- Task:
Please transcribe every record below exactly, leaving out the pictures.
-- Data extract follows --
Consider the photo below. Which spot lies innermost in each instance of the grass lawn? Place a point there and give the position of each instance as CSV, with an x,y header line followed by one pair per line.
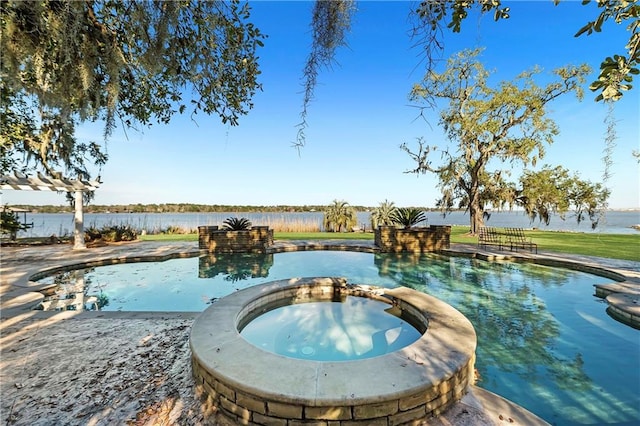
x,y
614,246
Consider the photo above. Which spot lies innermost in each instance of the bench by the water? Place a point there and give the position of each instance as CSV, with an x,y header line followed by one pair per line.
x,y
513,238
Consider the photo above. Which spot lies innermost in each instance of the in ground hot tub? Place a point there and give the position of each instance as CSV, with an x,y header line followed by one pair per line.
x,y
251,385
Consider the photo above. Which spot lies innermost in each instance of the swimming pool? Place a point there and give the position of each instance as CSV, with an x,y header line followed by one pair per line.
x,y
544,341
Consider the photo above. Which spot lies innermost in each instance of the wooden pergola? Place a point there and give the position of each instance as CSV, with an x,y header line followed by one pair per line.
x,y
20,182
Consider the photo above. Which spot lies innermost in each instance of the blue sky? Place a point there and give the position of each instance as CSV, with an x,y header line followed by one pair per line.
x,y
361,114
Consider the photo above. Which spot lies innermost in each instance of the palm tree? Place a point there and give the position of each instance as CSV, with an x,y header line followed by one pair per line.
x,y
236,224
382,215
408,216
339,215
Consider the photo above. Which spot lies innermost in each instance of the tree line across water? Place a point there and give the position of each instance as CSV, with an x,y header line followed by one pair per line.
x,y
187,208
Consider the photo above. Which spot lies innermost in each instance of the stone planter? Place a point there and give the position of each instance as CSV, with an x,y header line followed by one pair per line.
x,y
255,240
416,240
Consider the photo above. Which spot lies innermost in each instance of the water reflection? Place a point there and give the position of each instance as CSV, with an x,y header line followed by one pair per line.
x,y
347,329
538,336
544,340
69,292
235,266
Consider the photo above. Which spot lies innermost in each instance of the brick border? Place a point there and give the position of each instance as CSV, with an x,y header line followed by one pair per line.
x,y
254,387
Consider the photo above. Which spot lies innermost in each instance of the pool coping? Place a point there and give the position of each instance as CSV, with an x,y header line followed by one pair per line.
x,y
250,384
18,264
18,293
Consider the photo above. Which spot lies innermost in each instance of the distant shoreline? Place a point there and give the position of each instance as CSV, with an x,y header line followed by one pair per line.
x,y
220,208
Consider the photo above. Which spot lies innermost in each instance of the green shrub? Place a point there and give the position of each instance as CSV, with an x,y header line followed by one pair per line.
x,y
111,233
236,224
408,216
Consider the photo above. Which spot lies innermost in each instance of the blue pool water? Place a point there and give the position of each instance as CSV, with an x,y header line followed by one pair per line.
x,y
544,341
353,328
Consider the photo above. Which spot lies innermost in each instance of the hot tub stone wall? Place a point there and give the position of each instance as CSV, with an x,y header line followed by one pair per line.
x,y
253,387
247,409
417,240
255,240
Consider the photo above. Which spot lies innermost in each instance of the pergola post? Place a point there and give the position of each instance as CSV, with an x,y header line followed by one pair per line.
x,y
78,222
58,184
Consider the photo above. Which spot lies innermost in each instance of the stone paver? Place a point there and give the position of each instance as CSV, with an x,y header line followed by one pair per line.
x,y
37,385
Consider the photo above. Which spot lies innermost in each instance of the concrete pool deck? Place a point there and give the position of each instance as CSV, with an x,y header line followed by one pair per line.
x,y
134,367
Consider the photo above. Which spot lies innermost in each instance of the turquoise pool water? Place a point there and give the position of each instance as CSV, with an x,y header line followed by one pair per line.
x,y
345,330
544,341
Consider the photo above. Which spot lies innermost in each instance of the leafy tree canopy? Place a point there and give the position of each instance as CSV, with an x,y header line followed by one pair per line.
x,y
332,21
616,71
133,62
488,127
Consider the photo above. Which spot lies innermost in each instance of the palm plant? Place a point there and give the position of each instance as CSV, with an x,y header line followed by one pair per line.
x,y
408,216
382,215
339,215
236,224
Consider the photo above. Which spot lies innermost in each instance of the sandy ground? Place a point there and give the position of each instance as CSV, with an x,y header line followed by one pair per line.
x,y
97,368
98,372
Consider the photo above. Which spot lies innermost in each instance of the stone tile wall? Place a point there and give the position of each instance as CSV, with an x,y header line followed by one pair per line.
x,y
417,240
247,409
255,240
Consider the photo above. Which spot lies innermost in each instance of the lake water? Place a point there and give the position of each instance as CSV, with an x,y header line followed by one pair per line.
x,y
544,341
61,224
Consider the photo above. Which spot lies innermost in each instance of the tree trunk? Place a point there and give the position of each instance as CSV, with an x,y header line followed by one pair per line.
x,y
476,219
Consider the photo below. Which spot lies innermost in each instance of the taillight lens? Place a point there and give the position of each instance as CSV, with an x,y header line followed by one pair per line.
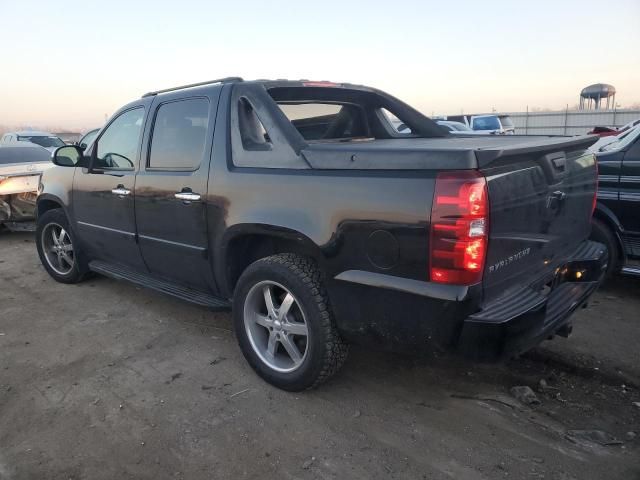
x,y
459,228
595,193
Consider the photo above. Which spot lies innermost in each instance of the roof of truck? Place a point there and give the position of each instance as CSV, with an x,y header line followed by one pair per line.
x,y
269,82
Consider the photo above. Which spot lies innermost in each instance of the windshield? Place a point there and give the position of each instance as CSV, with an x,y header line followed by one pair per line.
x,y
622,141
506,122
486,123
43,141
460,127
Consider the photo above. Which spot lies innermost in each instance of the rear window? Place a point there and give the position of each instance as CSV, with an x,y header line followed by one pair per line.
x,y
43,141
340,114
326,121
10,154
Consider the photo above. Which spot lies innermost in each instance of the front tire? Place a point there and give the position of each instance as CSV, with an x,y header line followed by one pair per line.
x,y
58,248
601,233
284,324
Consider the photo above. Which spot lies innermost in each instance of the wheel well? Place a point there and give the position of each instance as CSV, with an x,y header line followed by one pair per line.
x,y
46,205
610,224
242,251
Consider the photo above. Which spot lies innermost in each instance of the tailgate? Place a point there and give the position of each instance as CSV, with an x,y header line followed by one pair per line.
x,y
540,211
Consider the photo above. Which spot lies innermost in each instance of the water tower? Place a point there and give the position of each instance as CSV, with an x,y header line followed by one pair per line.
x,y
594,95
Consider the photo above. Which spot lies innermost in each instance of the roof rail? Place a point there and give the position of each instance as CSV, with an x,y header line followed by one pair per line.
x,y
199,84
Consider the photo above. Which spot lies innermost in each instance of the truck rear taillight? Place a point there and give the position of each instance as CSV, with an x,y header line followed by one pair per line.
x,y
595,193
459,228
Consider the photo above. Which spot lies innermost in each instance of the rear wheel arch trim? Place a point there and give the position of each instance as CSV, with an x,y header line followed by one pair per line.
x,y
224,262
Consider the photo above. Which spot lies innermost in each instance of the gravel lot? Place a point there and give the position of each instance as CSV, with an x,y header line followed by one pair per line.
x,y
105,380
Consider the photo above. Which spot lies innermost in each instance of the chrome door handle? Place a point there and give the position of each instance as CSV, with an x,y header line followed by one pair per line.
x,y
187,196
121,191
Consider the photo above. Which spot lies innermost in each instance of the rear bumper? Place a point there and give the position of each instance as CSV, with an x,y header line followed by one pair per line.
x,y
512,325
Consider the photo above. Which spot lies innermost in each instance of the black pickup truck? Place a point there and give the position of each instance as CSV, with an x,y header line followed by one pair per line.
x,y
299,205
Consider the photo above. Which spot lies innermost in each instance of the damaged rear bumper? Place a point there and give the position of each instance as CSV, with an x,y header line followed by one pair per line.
-- Data extract concluded --
- Output for this task:
Consider the photo below. Which spot lies innermost in each instance of the grass lawn? Place a point there and give the position of each instance as CSV, with an x,y header line followed by one pair per line.
x,y
614,246
Consider the photo above. Which spot lies innermost in each instance of the bench by the water? Place a point there and give the position of each instance as CSV, with an x,y header line followed by one pair per line.
x,y
513,238
Consider the photo above. Which spot lies innermost in each instance of the in ground hot tub? Place a point there and give the position of each instance as CSV, with an x,y header line followed by one pair per line.
x,y
251,385
Consider the photo above. Which spot lies innermost in each instance of the swimming pool? Place a point there and give the position of each instance as CSV, with an x,y header line followed by one pair per line.
x,y
544,341
Consider the photo above. Which spot lies innermost in each instance of the wooden pergola? Place a point there and give the position of each instance as CSV, with an x,y header line followed by one pair per line.
x,y
20,182
Consider the photo above. Which spot lies innermost in each instance of the blue sky? Place a point there and give the position of each instance as CSV, with an x,y header line followed by one pair per line.
x,y
361,114
Consider the photo above. Which spot lies innermost in each instance of the palm tree? Place a point there and give the position of each instance as CSV, with an x,y header line followed by one pair per line.
x,y
236,224
382,215
408,216
339,215
Consider the photo above. Which spot lies innermost in each instance of the tree line across water? Place a point there and give the position of each instance as CSV, with an x,y header line followed by one pair per line.
x,y
187,208
Consider the photo above. Which spot lies innermost in each instance of the stone planter? Place a point there and give the position of each instance as CSV, with an x,y header line followed by one pair per line.
x,y
255,240
416,240
Consider the photo above. Which spot lies innermost in each instance of the water reflection? Place a point there and give the position of each instance as CSV, with an x,y header line followed by one pair per line.
x,y
347,329
538,336
544,340
69,292
235,266
Consider the photo above. Which spot lies innermost in each instance of the brick border? Place a point there and give the position of each instance as CSV, with an x,y header line followed by one pair per line.
x,y
254,387
Consider the photo above. Which spot lies innermost in each instance of the pool coping? Place a point there and give the position of each instance as CSV, with an x,y header line followed by one pair per line.
x,y
250,384
18,264
18,293
Consider the photo above. Which spot lies innermost in each instance of the distant shoreline? Place a point there and give the position of each instance as CSV, with an x,y header line followed by one pair per line.
x,y
220,208
Consider the photo above. Which spot lies innermost in each instance of the green shrub? Place a point there and give the position of each instance as CSV, with an x,y header line followed by one pair per line.
x,y
111,233
236,224
408,216
Consider the photo above. Which spot lies innermost in each instance of the blue pool water? Place a point there and give the position of each instance as CSV, with an x,y header line followed by one pair per line.
x,y
544,341
353,328
Consider the photo above. Which spot lies innermost in each instance of the hot tub stone wall? Place a point there and give the position of each instance as CSV, with an x,y header line followed by one pair per line.
x,y
253,387
247,409
417,240
255,240
Consider the photo above. Which spot lies innermost in each instance of the pergola post? Place a point there and give the position of each instance as CSV, with an x,y header line followed by one pair per line.
x,y
78,222
58,184
Consider the photo above. Which spot lies innermost in each instance of the stone paver? Place a point there and give the position of each instance as CSV, with an x,y header line followed by one pair per line.
x,y
37,385
Consider the photo above. Which spot lies innermost in each instance of the concrete pool deck? Place a point there and give the position of each instance as CSV, with an x,y header line followed by one pair per line.
x,y
134,367
Consider the photo above. Which spot lies innermost in each instance of the turquoise pool water? Place a point there and give the position of each instance as CSV, with an x,y header line followed by one pair per line.
x,y
345,330
544,341
Consider the photo above. Which spot lies innermost in each instance of the leafy tree canopy? Place a point there and give the position of each instance as CSV, with an x,y header line followed by one pair per line.
x,y
332,21
616,71
133,62
488,127
Consider the photo above. Which spot lies innermost in each instance of the palm plant? Place a point there and give the position of each instance as CSV, with an x,y header line followed by one pair per line.
x,y
408,216
382,215
339,215
236,224
Consider the photo above. Which spot lies innermost in each instance of the sandy ground? Place a point there and give the position of each instance as CSV, with an x,y header line followed by one pair per line.
x,y
97,368
98,372
Consider the photo above. Which spot lies innermost in each instance of the stone tile wall? Place a point there and give the position of each instance as CSV, with an x,y header line followed by one pair per line.
x,y
417,240
247,409
255,240
Consider the photo above. Which spot lies innermost in each instance of the lake water? Place a point there and give the position of each instance as CSV, with an x,y header line followed by one pair per line.
x,y
544,341
61,224
Consider the photo above. Which spot lies innermost in each instance of the tree trunk? Place a point there and give the position of each instance as CSV, with an x,y header line followed by one pair per line.
x,y
476,219
Consider the photo below. Which spot lies innermost in each instance of the taillight lens? Place a point there and give the position of each instance as CSV, with an x,y header line followed by one pair per line.
x,y
459,228
595,193
Consider the photo above. Which spot lies innermost in each instance of the roof of truck? Place a point there and give the position of each instance as CSV, with an x,y header line followed by one pair per line.
x,y
269,82
Consider the photo above. Which spot lies innermost in each instance of the windshield? Place a point there and give the position of each instance as CSV, with an x,y header line followed by one pair per line.
x,y
622,141
506,122
486,123
43,141
460,127
Consider the photo above. Which spot lies innermost in each instance of the rear window? Place a point there and give the position of each instance as CSV, with an x,y header line followed by one pair per line.
x,y
43,141
340,114
326,121
10,154
Consider the photo above. Which spot lies innermost in each instance of the front tire? Place a point there and give the position of each instance as CSV, with an x,y header line followed by one pair per line.
x,y
58,248
601,233
284,324
Consider the photo above. Which spot lies innermost in each instance of the wheel well? Place a point there and give the position of each instance as CSV, with an x,y header line followed by one pair per line.
x,y
46,205
610,224
242,251
Consider the photo above. Which spot lies innermost in each instance of the tailgate? Place a point there and give the position of each instance as CSV, with an x,y header line followed by one pair per line.
x,y
540,211
Consider the photo above. Which spot lies innermost in each instance of the water tower? Place a point there and give the position of each instance as CSV, with an x,y header line followed by one pair per line.
x,y
594,95
Consider the photo above. Which spot lies innermost in each instance of the roof rail? Place a point there and give the position of each instance as CSV, with an x,y header line followed by one pair per line.
x,y
199,84
Consider the photo above. Which spot lies innermost in each instance of the truck rear taillight? Place a point there and give the position of each instance as CSV, with an x,y header line followed by one pair per line.
x,y
595,193
459,228
Consider the photo above. Which spot lies innermost in each instance of the rear wheel arch trim? Place a point there and give the position of each instance as CSV, with an x,y header line followed by one pair per line.
x,y
224,262
Consider the photo above. Which spot lies innermost in each instance of the gravel lot? Place a point there and give the position of each instance as CSV, with an x,y header line followed by one pair per line.
x,y
105,380
Consider the photo above. Which spot lies innermost in each instance of the chrome door handle? Place a point there and give the position of each instance as CSV, with an x,y header line followed by one pair per line.
x,y
187,196
121,191
Consider the photo above. Which spot lies innermost in each instance of the rear bumper? Place a point there and give the position of each instance as CSV, with an x,y header line followed by one pair per line.
x,y
512,325
Consider the photo above. Which spot lies innermost in each instance of the black pickup truck? Place a point there and give the position of each instance as CSV, with an x,y header line followed by one pair per line.
x,y
299,205
Consider the photo above. Which spot lies innermost in each instance of the damaged rear bumper? Place a point there and give the position of each instance as CSV, with an x,y header line followed by one pair per line.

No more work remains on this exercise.